Data listing
◆ ◆ ◆ ◆ ◆
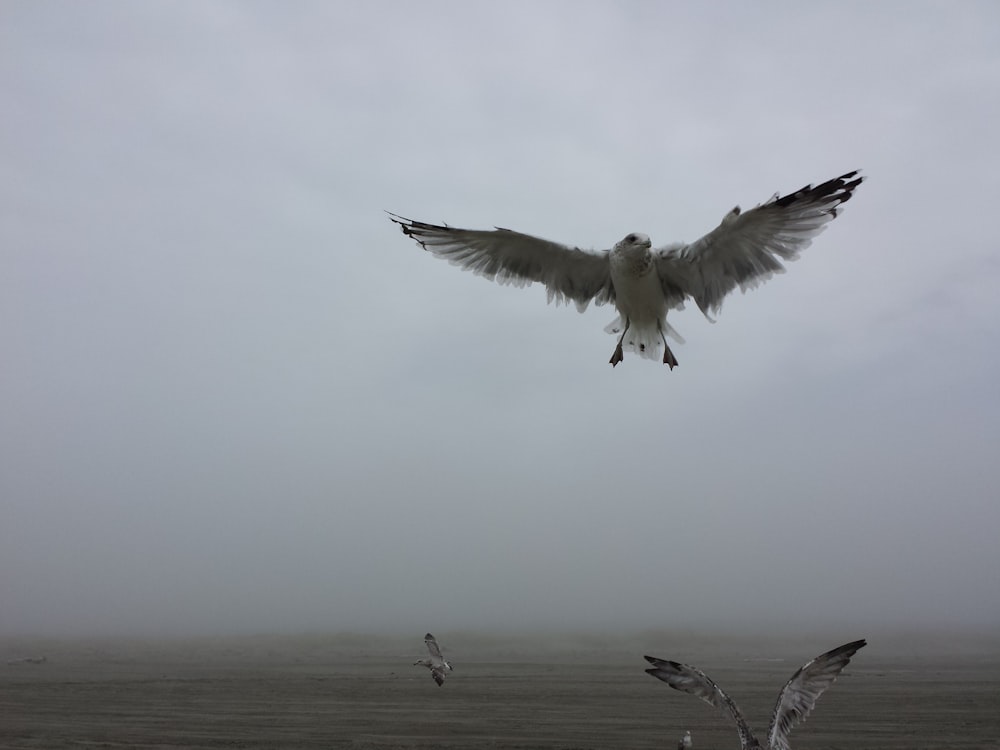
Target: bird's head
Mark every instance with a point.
(636, 239)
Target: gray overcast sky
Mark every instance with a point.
(234, 397)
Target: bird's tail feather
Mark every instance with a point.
(644, 340)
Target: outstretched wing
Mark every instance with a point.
(800, 693)
(748, 248)
(507, 257)
(687, 679)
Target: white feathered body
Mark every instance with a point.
(746, 249)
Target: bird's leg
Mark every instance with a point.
(668, 356)
(618, 356)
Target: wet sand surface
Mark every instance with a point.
(324, 691)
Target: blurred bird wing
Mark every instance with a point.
(799, 695)
(748, 248)
(508, 257)
(688, 679)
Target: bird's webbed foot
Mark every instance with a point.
(668, 356)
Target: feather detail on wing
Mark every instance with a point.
(432, 646)
(688, 679)
(798, 698)
(509, 257)
(748, 248)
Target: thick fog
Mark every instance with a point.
(235, 398)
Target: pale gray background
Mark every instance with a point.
(235, 398)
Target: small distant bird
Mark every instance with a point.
(795, 701)
(644, 283)
(436, 663)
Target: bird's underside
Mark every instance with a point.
(795, 701)
(644, 283)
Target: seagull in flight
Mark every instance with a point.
(795, 701)
(436, 663)
(644, 283)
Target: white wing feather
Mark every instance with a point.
(691, 680)
(509, 257)
(798, 698)
(748, 248)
◆ ◆ ◆ ◆ ◆
What you should do:
Copy out, word for word, the stretch of the items above from the line containing "Target: blurred bird wing" through the final line, including both of those lines.

Answer to the problem:
Target: blurred bird wing
Mark every instance with a point.
(799, 695)
(748, 248)
(508, 257)
(688, 679)
Target: bird's webbed foot
Mark every instance with a point.
(668, 356)
Target: feather detail on wing
Mark every instance with a point.
(432, 646)
(688, 679)
(798, 698)
(509, 257)
(748, 248)
Target: thick fog
Mark every instance with a point.
(235, 398)
Target: pale gray background
Mark every instance with a point.
(235, 398)
Target: small distant bird
Mark every instance with a point.
(795, 701)
(644, 283)
(436, 663)
Target: bird's underside
Mark every instance with a point.
(795, 701)
(644, 283)
Target: seagull in flight
Mark every instance with a point.
(795, 701)
(436, 663)
(644, 283)
Target: white wing feather
Mark every instance with a point.
(691, 680)
(509, 257)
(798, 698)
(748, 248)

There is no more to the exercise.